Set problem => Write out the records below word for word, please.

Source data
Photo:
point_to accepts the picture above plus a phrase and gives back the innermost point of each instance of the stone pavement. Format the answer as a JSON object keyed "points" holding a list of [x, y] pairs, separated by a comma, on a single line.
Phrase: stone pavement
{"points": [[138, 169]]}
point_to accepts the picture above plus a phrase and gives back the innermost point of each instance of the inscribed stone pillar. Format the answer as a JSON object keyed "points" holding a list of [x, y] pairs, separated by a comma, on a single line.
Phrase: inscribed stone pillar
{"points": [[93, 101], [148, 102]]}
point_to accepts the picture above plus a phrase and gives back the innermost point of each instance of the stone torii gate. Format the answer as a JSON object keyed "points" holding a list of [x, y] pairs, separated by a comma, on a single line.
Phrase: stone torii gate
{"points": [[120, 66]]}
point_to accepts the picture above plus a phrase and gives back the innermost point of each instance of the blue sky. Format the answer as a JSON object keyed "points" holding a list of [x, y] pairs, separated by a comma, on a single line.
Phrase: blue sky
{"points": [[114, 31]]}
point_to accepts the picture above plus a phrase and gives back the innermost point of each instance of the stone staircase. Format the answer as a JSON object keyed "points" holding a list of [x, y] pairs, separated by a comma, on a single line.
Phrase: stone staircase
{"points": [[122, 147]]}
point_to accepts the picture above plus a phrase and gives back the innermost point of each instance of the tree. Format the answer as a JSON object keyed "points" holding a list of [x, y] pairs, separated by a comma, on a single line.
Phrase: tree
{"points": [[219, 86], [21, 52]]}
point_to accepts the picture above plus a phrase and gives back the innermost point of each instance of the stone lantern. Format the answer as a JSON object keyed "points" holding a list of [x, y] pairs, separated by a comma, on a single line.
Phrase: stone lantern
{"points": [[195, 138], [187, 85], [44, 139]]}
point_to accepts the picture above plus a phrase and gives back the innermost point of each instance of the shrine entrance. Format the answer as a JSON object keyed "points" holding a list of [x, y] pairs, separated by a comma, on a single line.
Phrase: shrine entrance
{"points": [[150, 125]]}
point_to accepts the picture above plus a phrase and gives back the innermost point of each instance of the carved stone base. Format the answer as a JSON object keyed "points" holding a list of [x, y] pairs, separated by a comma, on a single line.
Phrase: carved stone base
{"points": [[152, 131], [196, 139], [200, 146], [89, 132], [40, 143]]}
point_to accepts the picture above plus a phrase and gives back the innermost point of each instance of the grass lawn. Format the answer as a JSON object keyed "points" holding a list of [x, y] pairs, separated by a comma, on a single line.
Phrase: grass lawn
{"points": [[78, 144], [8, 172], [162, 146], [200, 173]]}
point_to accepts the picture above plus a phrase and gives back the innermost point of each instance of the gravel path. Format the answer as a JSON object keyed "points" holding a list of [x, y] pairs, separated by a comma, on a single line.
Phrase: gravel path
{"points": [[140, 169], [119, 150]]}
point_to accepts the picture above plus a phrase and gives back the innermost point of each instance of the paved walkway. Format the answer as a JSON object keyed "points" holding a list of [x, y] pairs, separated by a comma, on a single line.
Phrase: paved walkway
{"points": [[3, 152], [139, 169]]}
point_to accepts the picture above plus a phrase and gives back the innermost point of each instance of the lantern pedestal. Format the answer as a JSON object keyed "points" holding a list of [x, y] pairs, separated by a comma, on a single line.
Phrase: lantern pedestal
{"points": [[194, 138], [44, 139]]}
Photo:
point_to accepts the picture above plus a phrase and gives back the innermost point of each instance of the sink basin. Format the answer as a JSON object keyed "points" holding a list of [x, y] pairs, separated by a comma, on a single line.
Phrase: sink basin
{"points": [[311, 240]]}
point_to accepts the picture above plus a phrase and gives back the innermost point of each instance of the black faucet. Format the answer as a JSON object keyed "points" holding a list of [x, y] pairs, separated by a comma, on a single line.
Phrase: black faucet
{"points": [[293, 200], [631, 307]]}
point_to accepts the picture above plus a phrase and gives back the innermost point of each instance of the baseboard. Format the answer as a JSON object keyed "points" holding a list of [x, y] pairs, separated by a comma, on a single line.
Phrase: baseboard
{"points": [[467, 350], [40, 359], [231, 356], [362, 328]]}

Output for this exercise =>
Photo:
point_to accepts the picture above plus a phrase and gives back the innermost point of each instance of the stone pavement. Format the answer as a JSON object keyed "points" holding a list of [x, y] pairs, separated by a comma, on a single line.
Phrase: stone pavement
{"points": [[138, 169]]}
point_to accepts the picture above plus a phrase and gives back the innermost point of each instance of the inscribed stone pillar. Format the answer as a JSON object keyed "points" holding a list of [x, y] pairs, separated by a comma, on a single line.
Phrase: inscribed stone pillar
{"points": [[93, 101], [148, 102]]}
point_to accepts the picture above plus a phrase and gives back the innermost point of each instance of the stone torii gate. Format the answer as a JSON object keyed "points" holding a list of [x, y] pairs, separated by a comma, on a single line.
Phrase: stone torii gate
{"points": [[120, 66]]}
point_to accepts the picture above plus a phrase and gives back the innermost point of each instance of the blue sky. Format the answer as a JSON object keyed "points" holding a list of [x, y] pairs, separated by a comma, on a single line.
Phrase: blue sky
{"points": [[114, 31]]}
point_to accepts the picture above plus a phrase and gives back the innermost point of each instance of the stone staircase. Format the answer as a JSON object keyed "points" holding a list of [x, y] pairs, separated by a comma, on a single line.
Phrase: stone staircase
{"points": [[122, 147]]}
point_to accepts the picture above plus a phrase and gives back the innermost point of each instance of the tree. Format the answer as a JSON object keyed "points" holding a list of [x, y] pairs, separated by a comma, on a single line.
Phrase: tree
{"points": [[219, 86], [21, 52]]}
point_to accepts the picture above plus a phrase and gives back the innermost point of each instance of the stone lantern. Format the answer as a JSON object keyed "points" holding a list of [x, y] pairs, separated by a comma, on a single line.
Phrase: stone lantern
{"points": [[195, 138], [187, 85], [44, 139]]}
point_to accepts the picture above plus a phrase and gives back the innermost point of each instance of the shrine entrance. Format the answer as a JSON object keyed "points" holding a list of [x, y] pairs, separated by a comma, on a single line.
Phrase: shrine entrance
{"points": [[150, 125]]}
point_to accepts the picture above plus a phrase and gives back the innermost point of each instance of the carved stone base. Format the answer as a JSON object keyed "points" holding a list of [x, y] pairs, separated by a comma, on a single line.
Phrase: carved stone base
{"points": [[152, 131], [196, 139], [200, 146], [89, 132], [40, 143]]}
point_to accepts the picture above plus a phrase and gives back the innermost point of each instance of the grass lawn. Format the answer as a JSON object keyed "points" holding a list of [x, y] pairs, separated by a comma, on a single line.
Phrase: grass lawn
{"points": [[78, 144], [8, 172], [162, 146], [200, 173]]}
point_to accepts the picture above plus a phrase and gives back the innermost point of each instance of the gravel path. Format the answer as a JSON object keyed "points" holding a list of [x, y] pairs, separated by a comma, on a single line.
Phrase: gravel path
{"points": [[140, 169], [119, 150]]}
point_to accepts the picture above plus a phrase and gives back the innermost point of each instance of the paved walkway. Format the answer as a JSON object keyed "points" holding a list of [x, y] pairs, separated by a comma, on a single line.
Phrase: paved walkway
{"points": [[3, 152], [139, 169]]}
point_to accepts the picture above plus a phrase and gives back the innermost point of each instance of the lantern pedestal. Format the answer as a JSON object keyed "points" holding a list of [x, y] pairs, separated by a comma, on a single line.
Phrase: lantern pedestal
{"points": [[194, 138], [44, 139]]}
Photo:
point_to accepts the picture above plus a phrase and gives back the innermost point of each instance of the sink basin. Format the answer as a JSON object keyed "points" holding a list of [x, y] pairs, separated by a comma, on a single line.
Phrase: sink basin
{"points": [[311, 240]]}
point_to accepts the picture above plus a phrase and gives back the innermost point of each instance of the black faucet. Format the answer as a JSON object keyed "points" holding a list of [x, y] pairs, separated by a comma, on a single line.
Phrase: black faucet
{"points": [[293, 200], [631, 307]]}
point_to accepts the picture above plus a phrase and gives back the innermost point of each instance of the baseboard. Format the answer as a JSON object keyed "points" holding a list of [x, y] pairs, separated by a comma, on a single line.
Phrase: baseboard
{"points": [[467, 350], [40, 359], [231, 356], [362, 328]]}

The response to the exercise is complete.